* Point annotation records *
^^^^^^^^^^^^^^^^
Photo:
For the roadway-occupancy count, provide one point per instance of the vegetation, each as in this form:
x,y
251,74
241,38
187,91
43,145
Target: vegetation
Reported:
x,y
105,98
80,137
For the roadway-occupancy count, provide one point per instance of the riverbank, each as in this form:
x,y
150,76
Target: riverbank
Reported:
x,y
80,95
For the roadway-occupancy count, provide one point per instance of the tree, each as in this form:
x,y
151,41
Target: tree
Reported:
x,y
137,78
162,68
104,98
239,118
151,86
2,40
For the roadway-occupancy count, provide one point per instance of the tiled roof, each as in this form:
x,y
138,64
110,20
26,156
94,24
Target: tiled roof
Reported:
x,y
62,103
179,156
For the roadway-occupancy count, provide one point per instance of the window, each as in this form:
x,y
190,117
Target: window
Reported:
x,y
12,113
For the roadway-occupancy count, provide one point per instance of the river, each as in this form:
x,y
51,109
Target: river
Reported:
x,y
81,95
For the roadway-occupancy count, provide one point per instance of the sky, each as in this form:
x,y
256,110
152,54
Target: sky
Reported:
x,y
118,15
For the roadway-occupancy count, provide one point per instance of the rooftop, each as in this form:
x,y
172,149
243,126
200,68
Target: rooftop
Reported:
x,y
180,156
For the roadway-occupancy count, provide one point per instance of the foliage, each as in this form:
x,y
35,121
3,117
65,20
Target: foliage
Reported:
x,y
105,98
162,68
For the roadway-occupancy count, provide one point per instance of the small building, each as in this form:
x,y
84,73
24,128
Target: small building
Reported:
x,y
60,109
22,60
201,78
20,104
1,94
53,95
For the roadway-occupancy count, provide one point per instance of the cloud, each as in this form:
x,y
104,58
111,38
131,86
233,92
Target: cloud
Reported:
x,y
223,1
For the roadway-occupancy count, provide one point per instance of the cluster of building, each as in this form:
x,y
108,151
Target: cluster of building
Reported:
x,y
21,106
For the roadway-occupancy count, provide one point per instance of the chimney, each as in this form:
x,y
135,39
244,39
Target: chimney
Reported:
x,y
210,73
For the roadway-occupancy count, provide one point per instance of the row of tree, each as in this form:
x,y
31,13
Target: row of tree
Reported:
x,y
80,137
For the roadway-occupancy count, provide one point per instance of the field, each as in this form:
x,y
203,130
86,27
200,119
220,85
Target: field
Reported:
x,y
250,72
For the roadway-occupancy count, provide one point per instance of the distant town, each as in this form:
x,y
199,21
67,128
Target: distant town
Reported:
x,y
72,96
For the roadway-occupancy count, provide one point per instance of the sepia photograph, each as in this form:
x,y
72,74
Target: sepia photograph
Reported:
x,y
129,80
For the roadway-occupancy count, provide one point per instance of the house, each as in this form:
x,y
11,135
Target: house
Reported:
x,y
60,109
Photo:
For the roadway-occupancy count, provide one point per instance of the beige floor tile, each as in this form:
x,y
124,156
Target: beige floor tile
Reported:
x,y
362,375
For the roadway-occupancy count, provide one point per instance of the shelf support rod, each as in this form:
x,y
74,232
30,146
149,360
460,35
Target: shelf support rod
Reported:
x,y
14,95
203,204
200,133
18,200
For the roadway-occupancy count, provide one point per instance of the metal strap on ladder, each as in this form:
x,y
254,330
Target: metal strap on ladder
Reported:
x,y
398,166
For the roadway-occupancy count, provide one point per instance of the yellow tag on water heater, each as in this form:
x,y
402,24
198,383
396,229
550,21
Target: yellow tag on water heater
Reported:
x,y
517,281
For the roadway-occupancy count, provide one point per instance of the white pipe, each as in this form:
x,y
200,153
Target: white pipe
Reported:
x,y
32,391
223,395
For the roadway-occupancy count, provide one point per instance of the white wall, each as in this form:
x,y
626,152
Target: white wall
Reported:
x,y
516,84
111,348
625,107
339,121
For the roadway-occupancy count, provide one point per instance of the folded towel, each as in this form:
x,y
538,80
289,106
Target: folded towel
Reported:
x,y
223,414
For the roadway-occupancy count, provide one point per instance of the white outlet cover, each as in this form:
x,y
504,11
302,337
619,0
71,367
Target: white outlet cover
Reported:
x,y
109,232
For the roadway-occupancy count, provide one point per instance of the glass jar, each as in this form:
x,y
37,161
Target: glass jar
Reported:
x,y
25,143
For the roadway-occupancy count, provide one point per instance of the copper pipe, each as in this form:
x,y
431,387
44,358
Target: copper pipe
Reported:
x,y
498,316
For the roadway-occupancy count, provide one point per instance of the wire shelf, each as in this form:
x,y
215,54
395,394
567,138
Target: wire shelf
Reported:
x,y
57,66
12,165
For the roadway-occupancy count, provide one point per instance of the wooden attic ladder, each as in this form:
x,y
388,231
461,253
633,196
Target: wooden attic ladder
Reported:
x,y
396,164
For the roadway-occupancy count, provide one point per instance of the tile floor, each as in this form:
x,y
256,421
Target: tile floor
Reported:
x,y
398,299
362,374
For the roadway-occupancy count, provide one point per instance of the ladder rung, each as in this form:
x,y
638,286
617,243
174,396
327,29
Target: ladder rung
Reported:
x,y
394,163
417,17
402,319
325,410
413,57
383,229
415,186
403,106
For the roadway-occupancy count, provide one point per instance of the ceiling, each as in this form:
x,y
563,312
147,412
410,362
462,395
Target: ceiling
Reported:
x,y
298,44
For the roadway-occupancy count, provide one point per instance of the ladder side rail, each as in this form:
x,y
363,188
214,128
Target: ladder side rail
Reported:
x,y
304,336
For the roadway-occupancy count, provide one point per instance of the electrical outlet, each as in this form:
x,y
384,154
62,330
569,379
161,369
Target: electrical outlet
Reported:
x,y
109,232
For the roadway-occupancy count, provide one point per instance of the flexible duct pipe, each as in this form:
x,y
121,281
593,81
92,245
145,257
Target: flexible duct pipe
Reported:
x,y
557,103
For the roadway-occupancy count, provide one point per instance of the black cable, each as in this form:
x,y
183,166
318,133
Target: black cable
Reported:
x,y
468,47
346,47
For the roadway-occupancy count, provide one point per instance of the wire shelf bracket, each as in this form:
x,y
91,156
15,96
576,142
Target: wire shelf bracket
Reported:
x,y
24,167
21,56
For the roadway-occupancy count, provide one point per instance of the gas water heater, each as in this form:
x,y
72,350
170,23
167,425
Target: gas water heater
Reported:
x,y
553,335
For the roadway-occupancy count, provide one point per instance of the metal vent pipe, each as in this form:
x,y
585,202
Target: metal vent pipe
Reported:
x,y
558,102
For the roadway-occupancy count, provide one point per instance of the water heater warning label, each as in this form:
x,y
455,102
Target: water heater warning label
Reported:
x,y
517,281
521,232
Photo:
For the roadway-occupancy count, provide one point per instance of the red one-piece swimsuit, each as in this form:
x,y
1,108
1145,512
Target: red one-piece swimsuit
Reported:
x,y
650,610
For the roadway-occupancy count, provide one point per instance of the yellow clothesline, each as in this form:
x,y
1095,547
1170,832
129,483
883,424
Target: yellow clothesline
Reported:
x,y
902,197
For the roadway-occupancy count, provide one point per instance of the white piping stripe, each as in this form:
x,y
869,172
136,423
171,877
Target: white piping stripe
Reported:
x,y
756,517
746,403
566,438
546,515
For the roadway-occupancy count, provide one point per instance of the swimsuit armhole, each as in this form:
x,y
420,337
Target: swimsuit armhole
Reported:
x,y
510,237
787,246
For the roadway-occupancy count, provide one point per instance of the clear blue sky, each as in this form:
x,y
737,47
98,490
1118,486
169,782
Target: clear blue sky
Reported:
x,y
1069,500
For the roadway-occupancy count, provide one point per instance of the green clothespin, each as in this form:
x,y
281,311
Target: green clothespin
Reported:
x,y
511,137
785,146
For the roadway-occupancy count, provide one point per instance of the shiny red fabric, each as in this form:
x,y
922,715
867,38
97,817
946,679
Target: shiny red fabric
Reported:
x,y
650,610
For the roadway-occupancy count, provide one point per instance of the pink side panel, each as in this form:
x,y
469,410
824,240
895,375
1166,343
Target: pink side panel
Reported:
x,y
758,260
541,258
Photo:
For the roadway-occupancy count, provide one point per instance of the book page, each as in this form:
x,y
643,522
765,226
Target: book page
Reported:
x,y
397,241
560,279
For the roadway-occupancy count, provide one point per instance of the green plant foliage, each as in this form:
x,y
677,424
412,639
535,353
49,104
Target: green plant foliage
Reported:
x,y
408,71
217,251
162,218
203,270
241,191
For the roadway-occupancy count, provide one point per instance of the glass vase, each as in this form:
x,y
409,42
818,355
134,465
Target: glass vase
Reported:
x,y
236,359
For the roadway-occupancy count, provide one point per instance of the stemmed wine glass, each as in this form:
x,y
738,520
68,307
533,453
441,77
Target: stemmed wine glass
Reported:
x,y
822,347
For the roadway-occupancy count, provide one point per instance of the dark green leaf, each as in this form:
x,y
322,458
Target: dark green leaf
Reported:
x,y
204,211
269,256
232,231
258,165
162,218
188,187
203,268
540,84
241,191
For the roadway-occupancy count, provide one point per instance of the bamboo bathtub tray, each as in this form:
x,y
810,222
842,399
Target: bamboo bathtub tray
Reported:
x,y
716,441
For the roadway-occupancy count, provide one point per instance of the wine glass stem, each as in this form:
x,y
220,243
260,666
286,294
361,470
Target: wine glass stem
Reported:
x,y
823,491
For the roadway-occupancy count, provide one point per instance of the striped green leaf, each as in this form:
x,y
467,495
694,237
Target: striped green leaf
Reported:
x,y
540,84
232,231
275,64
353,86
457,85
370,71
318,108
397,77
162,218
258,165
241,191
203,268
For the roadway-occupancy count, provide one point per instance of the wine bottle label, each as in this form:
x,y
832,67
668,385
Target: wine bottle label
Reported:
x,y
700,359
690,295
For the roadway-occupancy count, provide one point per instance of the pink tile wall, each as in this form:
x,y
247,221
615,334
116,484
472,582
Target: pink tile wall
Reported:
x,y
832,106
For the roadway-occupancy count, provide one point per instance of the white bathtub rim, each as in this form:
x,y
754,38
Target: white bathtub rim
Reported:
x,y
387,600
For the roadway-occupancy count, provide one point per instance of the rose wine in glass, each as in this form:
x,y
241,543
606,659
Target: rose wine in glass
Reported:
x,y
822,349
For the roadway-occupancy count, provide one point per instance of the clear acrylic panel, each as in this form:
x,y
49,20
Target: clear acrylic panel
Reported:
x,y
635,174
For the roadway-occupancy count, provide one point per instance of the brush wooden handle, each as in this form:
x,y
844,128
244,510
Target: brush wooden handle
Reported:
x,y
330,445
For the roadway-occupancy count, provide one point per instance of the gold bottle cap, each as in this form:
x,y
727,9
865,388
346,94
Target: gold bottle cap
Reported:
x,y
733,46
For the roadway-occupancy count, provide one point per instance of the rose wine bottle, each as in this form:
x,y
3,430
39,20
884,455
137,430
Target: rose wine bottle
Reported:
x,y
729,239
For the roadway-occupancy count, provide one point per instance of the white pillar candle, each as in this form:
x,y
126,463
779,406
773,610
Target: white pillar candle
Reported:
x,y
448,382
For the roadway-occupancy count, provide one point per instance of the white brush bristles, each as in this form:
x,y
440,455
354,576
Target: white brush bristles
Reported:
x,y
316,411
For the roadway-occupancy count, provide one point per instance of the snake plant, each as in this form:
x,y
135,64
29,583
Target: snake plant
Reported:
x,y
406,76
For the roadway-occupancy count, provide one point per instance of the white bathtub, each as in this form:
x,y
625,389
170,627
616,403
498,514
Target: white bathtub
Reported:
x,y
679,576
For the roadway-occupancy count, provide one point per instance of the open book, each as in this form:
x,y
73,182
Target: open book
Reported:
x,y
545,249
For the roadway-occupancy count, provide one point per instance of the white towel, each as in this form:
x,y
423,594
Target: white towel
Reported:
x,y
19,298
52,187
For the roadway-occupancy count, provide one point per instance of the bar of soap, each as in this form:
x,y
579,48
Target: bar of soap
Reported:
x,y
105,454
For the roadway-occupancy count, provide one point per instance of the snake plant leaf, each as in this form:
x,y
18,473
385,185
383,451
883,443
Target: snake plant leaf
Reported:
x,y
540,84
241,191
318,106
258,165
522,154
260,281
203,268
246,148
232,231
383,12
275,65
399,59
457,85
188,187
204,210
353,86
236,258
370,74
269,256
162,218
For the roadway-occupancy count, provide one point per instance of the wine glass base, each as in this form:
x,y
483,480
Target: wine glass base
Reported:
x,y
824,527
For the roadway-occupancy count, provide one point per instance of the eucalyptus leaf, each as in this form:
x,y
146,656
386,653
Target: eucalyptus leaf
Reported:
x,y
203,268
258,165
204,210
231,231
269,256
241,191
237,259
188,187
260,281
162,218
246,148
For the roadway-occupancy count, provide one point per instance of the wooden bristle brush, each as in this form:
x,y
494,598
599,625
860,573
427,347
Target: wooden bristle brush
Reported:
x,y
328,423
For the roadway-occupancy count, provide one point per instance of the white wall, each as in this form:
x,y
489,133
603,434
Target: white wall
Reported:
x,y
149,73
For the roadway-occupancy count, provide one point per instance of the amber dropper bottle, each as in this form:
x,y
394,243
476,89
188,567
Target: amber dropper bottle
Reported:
^^^^^^^^^^^^^^^^
* Aim *
Repeat exactly the lines from the one containing "of the eucalyptus" through the last line of the records above, both included, and nothing else.

* Task answer *
For the roadway-occupancy count, provide one point per instance of the eucalyptus leaf, each as in this form:
x,y
146,656
386,653
Target: eucalyptus leaf
Reported:
x,y
203,268
258,165
204,210
231,231
269,256
241,191
237,259
188,187
260,281
162,218
246,148
For the roadway-occupancy count, provide one point per instance of the wooden bristle brush, each as in this form:
x,y
494,598
599,625
860,573
427,347
Target: wooden bristle brush
Reported:
x,y
328,423
For the roadway-occupancy count, provide one point per instance of the white wall, each as in this form:
x,y
489,133
603,434
Target: white wall
Reported:
x,y
149,73
For the roadway-occupancy count, provide one point per instance of the amber dropper bottle, each as in this form:
x,y
394,243
476,89
188,567
Target: amber dropper bottle
Reported:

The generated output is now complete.